Problem.
Exact wording is required: transcribe all the entries and leave the images out.

Available data.
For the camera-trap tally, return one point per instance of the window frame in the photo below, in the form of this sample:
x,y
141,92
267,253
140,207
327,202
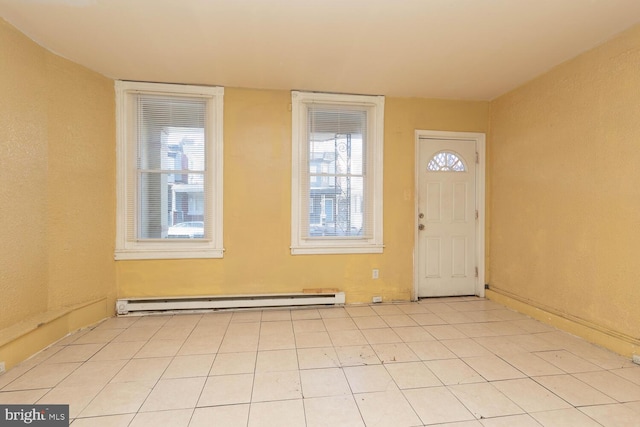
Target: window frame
x,y
130,249
301,245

Output.
For the camera-trap tally, return one point per instance of the window frame in the photo below, in the form of this sample:
x,y
141,92
267,253
140,207
327,202
Target: window frame
x,y
130,249
301,245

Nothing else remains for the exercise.